Exercise requirements: Turn all the entries below into one numbered list with a line on each number. Skip any blank lines and leave out the pictures.

Start

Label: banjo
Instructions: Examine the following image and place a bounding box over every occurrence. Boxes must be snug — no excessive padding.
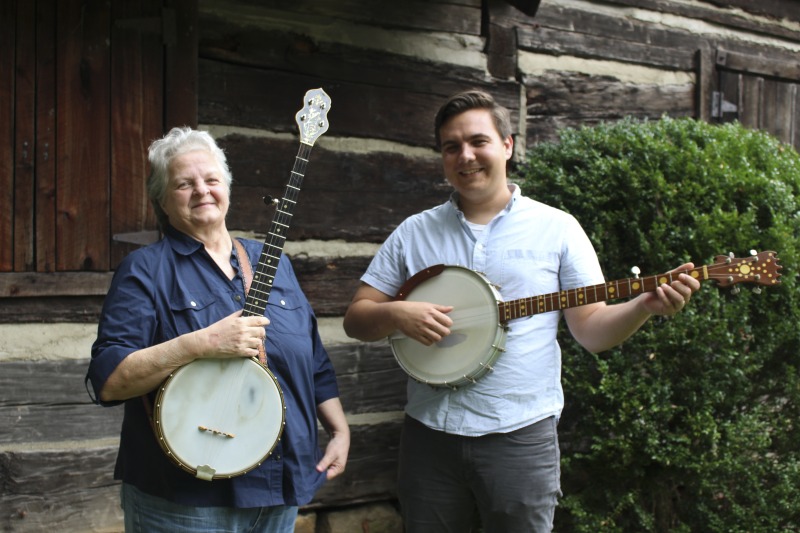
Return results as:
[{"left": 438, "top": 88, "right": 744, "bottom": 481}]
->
[
  {"left": 153, "top": 89, "right": 331, "bottom": 481},
  {"left": 389, "top": 252, "right": 781, "bottom": 389}
]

End

Result of this exercise:
1. Label: banjo
2. Instructions: Examine the following image and place a bounding box over every occurrence. Boxes must be snug — no excessive padding.
3. Return results as:
4. [{"left": 438, "top": 88, "right": 744, "bottom": 481}]
5. ->
6. [
7.   {"left": 153, "top": 89, "right": 331, "bottom": 481},
8.   {"left": 389, "top": 252, "right": 781, "bottom": 389}
9. ]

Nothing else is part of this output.